* [Task details]:
In the data below, find every line with the word "police" and copy it.

* [Information]:
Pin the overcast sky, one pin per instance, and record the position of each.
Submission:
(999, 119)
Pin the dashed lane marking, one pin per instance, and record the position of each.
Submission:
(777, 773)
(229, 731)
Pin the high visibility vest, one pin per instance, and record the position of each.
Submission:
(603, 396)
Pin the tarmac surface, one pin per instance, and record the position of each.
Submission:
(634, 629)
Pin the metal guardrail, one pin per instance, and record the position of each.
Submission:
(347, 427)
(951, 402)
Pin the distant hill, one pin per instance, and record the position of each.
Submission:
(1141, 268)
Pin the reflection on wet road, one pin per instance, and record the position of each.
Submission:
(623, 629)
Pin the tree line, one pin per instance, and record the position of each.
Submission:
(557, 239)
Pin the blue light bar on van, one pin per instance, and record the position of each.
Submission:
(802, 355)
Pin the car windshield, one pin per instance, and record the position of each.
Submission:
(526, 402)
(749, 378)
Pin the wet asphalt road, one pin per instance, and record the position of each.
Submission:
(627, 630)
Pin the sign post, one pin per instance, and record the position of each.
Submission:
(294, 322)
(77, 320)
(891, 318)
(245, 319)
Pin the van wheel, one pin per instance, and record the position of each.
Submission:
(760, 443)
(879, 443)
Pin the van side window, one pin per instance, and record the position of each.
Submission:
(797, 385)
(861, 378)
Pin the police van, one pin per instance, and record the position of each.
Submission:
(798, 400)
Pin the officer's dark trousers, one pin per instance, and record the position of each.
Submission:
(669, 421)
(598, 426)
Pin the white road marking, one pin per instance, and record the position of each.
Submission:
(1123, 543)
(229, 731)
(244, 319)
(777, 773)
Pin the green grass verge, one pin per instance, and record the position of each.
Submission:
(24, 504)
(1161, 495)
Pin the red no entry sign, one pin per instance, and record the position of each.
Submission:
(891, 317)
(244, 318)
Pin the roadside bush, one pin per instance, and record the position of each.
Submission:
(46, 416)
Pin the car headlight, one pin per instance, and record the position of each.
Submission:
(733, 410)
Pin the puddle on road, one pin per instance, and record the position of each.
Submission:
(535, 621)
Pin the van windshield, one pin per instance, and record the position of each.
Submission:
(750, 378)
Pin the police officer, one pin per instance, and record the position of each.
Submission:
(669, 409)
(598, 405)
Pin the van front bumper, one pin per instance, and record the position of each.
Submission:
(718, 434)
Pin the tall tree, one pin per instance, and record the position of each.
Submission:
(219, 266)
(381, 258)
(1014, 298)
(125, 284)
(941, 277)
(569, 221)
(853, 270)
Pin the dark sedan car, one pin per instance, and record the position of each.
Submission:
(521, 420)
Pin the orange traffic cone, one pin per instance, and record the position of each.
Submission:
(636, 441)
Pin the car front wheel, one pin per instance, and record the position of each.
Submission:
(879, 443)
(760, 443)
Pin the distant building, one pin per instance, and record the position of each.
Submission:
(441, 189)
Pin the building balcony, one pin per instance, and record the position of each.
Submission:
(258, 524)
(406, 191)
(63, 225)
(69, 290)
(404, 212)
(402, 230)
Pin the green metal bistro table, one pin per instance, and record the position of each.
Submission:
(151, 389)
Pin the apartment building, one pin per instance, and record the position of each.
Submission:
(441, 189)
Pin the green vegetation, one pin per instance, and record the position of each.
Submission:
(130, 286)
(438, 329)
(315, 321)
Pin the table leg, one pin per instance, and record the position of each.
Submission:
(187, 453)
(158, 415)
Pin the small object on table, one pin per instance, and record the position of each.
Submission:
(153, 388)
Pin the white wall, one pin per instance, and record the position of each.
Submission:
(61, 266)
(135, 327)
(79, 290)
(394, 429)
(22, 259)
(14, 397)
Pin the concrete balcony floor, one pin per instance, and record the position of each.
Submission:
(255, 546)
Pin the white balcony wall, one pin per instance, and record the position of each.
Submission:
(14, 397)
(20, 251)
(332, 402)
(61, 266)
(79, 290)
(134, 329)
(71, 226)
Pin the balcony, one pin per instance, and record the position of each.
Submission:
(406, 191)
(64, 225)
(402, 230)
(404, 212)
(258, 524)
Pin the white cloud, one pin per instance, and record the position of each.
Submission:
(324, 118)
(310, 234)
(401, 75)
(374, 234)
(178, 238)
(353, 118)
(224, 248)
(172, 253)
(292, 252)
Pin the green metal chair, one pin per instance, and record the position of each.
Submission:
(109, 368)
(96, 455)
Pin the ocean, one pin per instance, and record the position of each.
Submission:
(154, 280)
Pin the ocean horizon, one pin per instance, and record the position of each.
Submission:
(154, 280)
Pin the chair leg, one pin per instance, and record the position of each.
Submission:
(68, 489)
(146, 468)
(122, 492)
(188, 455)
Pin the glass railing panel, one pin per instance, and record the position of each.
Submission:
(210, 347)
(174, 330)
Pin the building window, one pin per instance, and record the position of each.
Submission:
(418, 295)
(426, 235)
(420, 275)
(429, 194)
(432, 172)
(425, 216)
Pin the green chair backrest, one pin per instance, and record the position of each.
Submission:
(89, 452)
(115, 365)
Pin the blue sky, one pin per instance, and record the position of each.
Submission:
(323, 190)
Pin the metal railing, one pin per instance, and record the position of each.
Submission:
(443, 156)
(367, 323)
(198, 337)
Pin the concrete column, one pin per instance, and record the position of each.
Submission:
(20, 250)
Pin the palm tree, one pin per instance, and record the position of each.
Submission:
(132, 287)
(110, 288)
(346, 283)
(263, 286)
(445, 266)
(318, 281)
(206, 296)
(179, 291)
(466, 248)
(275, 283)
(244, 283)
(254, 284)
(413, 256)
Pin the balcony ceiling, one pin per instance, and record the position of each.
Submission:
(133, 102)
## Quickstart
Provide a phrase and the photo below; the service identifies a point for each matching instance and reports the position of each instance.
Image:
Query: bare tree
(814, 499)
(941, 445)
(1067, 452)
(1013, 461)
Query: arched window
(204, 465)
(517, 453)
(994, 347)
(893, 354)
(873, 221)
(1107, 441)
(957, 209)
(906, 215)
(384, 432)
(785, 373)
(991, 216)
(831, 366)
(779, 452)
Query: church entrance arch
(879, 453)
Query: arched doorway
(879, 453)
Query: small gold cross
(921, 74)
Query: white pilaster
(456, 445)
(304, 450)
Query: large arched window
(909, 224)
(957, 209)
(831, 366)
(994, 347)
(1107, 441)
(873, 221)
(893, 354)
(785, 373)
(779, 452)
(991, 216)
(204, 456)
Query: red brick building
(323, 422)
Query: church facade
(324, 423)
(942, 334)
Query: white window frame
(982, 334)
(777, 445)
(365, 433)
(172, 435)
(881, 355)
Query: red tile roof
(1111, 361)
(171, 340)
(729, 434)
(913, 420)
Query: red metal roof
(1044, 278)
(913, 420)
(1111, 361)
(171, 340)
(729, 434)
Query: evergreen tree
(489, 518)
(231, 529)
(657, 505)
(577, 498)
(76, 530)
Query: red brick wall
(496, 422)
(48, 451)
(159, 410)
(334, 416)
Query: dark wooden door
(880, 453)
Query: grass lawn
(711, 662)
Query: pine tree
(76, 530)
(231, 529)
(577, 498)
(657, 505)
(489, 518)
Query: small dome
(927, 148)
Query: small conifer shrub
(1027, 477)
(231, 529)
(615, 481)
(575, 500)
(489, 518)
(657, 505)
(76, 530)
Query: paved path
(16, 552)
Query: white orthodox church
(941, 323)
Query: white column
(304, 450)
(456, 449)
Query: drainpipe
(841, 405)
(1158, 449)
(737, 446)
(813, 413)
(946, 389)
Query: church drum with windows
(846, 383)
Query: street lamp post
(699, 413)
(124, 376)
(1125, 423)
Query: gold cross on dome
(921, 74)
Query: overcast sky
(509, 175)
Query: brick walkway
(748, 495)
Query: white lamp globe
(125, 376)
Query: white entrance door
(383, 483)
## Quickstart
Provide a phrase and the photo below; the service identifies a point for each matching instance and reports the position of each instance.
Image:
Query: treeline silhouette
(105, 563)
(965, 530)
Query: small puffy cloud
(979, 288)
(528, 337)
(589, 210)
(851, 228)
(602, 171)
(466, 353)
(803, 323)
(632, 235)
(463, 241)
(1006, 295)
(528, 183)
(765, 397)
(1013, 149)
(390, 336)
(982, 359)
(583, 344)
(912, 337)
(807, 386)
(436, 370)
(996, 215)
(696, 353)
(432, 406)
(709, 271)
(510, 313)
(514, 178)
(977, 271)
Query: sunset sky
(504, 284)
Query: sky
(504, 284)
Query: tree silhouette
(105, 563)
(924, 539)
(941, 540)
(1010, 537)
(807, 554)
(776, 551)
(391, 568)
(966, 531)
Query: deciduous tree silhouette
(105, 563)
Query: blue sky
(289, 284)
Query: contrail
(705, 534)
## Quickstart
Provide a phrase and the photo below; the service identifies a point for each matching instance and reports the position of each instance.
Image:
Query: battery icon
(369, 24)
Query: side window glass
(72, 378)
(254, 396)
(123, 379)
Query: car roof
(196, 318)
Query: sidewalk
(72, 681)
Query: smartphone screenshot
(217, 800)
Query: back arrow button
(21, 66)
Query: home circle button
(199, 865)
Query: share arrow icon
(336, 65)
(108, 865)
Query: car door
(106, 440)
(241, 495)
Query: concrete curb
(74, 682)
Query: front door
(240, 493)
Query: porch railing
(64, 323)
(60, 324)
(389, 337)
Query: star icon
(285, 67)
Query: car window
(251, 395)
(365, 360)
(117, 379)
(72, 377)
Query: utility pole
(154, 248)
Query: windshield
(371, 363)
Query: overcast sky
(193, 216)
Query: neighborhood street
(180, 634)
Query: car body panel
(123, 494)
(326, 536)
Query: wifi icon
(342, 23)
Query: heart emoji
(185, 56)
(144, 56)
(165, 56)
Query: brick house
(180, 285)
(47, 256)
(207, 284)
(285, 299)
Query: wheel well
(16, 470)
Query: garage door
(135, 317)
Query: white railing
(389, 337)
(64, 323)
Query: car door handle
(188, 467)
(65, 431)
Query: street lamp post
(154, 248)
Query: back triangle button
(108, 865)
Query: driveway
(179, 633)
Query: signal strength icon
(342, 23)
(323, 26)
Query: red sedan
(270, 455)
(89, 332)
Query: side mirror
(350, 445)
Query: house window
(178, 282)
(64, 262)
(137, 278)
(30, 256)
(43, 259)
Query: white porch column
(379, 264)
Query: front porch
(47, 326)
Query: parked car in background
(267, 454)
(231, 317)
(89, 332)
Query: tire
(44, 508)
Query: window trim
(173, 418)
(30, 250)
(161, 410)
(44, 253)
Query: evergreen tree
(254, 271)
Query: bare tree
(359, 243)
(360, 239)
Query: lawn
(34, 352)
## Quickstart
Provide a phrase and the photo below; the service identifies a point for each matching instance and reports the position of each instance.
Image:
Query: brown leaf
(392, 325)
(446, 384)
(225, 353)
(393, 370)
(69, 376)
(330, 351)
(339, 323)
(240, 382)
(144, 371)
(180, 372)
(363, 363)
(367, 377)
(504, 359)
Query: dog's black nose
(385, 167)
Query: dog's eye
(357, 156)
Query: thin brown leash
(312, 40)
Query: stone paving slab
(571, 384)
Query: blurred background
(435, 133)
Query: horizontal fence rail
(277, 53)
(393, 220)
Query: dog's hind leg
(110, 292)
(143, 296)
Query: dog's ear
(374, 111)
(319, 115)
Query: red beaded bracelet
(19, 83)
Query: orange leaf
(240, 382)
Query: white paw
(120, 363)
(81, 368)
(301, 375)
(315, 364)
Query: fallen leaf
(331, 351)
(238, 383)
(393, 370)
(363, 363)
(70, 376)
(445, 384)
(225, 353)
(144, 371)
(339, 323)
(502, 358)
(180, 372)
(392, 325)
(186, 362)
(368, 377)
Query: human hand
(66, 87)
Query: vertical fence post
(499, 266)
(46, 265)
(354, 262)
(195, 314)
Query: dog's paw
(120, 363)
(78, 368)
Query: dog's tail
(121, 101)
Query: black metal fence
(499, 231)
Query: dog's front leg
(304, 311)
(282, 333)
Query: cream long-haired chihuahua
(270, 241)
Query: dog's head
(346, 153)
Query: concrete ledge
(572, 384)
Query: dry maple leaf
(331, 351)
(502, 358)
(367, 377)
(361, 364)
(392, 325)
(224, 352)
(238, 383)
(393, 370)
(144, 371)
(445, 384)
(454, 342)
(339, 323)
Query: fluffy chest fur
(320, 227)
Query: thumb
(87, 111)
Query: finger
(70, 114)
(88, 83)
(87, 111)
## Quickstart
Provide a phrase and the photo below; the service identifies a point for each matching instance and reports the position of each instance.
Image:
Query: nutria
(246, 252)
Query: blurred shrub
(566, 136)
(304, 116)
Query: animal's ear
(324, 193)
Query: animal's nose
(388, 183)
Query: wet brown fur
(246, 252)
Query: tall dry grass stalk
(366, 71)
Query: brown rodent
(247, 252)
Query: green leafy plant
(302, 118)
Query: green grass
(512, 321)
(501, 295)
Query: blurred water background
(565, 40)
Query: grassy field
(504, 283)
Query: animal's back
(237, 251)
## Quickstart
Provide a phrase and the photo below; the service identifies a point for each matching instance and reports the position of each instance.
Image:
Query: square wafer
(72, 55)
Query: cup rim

* [Task answer]:
Pin the police van, one pin per instance, and record the position of each.
Pin the police officer, one pin per instance, and record the position of each.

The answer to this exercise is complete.